* ACTION ITEM: Nothing in the data may be altered; restate all of it exactly.

* MATERIALS PROVIDED:
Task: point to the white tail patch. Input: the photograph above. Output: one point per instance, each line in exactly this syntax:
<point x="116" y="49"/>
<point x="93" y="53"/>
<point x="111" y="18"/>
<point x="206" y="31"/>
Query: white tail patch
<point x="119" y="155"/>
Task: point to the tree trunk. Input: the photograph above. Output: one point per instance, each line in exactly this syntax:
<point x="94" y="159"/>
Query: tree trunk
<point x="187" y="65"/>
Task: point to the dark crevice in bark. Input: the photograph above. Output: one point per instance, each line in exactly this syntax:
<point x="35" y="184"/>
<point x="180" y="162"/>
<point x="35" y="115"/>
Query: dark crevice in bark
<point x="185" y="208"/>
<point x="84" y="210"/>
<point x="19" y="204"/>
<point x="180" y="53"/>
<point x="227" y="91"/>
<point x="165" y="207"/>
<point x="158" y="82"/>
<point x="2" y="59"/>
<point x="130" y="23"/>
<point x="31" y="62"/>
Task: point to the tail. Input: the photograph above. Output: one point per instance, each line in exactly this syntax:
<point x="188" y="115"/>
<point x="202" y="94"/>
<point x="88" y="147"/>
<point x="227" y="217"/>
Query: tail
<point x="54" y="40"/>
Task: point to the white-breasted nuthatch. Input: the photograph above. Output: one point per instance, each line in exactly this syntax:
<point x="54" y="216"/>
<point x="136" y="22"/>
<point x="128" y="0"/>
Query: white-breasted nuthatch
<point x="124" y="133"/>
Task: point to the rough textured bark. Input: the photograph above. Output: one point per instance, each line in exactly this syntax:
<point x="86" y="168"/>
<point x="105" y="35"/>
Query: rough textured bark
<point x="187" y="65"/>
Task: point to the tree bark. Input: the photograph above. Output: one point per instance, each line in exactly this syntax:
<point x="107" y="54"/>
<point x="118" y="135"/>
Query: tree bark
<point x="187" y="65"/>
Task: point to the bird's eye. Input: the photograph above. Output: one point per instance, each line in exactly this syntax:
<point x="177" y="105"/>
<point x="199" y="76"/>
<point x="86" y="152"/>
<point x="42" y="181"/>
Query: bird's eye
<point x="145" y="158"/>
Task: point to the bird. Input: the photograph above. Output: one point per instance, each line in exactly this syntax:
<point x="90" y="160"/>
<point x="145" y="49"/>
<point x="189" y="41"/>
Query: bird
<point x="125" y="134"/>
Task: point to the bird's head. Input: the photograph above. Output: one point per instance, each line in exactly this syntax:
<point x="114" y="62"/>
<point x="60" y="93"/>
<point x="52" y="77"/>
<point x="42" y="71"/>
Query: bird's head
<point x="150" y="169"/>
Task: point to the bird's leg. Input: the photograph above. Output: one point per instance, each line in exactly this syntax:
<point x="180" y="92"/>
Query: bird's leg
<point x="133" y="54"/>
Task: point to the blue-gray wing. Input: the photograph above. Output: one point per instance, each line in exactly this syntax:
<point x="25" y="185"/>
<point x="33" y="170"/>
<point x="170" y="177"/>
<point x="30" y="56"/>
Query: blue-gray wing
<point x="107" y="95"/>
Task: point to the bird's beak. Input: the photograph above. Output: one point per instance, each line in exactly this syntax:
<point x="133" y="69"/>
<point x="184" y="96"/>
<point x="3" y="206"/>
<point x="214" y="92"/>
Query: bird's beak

* FINISHED EXERCISE:
Task: point to the white tail patch. Input: the photograph above. Output: one point per instance, each line in exactly this syntax:
<point x="116" y="49"/>
<point x="93" y="53"/>
<point x="111" y="18"/>
<point x="206" y="31"/>
Query: white tail patch
<point x="119" y="155"/>
Task: point to the tree trunk. Input: the photograph above. Output: one point per instance, each line in exactly this syntax:
<point x="94" y="159"/>
Query: tree trunk
<point x="187" y="65"/>
Task: point to the dark crevice in bark. Input: the photograph above. Output: one point per instance, each line in exactly this syntax:
<point x="35" y="184"/>
<point x="180" y="162"/>
<point x="35" y="115"/>
Query: dark crevice in bark
<point x="185" y="208"/>
<point x="84" y="210"/>
<point x="19" y="204"/>
<point x="180" y="53"/>
<point x="227" y="91"/>
<point x="165" y="207"/>
<point x="158" y="82"/>
<point x="2" y="59"/>
<point x="130" y="23"/>
<point x="31" y="62"/>
Task: point to the tail. Input: the photograph above. Output: one point per instance, each line in exactly this syntax:
<point x="188" y="115"/>
<point x="202" y="94"/>
<point x="88" y="147"/>
<point x="227" y="217"/>
Query: tail
<point x="54" y="40"/>
Task: point to the white-breasted nuthatch. Input: the photograph above. Output: one point per instance, each line in exactly this syntax:
<point x="54" y="216"/>
<point x="136" y="22"/>
<point x="128" y="0"/>
Query: white-breasted nuthatch
<point x="124" y="133"/>
Task: point to the rough textured bark. Input: the photograph above. Output: one point per instance, each line in exactly this syntax:
<point x="86" y="168"/>
<point x="105" y="35"/>
Query: rough textured bark
<point x="187" y="65"/>
Task: point to the tree bark. Input: the photograph above. Output: one point per instance, each line in exactly this syntax:
<point x="107" y="54"/>
<point x="118" y="135"/>
Query: tree bark
<point x="187" y="65"/>
Task: point to the bird's eye. Input: the photograph above. Output: one point per instance, each line in exactly this syntax:
<point x="177" y="105"/>
<point x="199" y="76"/>
<point x="86" y="152"/>
<point x="42" y="181"/>
Query: bird's eye
<point x="145" y="158"/>
Task: point to the bird. Input: the photograph above. Output: one point per instance, each line in exactly this syntax:
<point x="90" y="160"/>
<point x="145" y="49"/>
<point x="189" y="41"/>
Query: bird
<point x="125" y="134"/>
Task: point to the bird's head. Input: the photograph above. Output: one point per instance, each line in exactly this syntax:
<point x="114" y="62"/>
<point x="60" y="93"/>
<point x="52" y="77"/>
<point x="42" y="71"/>
Query: bird's head
<point x="150" y="169"/>
Task: point to the bird's leg. Input: the photograph above. Output: one point per instance, each line in exactly this syntax:
<point x="180" y="92"/>
Query: bird's leg
<point x="133" y="54"/>
Task: point to the blue-gray wing. Input: the photograph above. Output: one point per instance, each line in exactly this syntax:
<point x="25" y="185"/>
<point x="33" y="170"/>
<point x="170" y="177"/>
<point x="30" y="56"/>
Query: blue-gray wing
<point x="107" y="95"/>
Task: point to the bird's beak. Input: the photograph above. Output: one point per instance, each line in exactly this syntax:
<point x="133" y="69"/>
<point x="184" y="96"/>
<point x="3" y="206"/>
<point x="214" y="92"/>
Query: bird's beak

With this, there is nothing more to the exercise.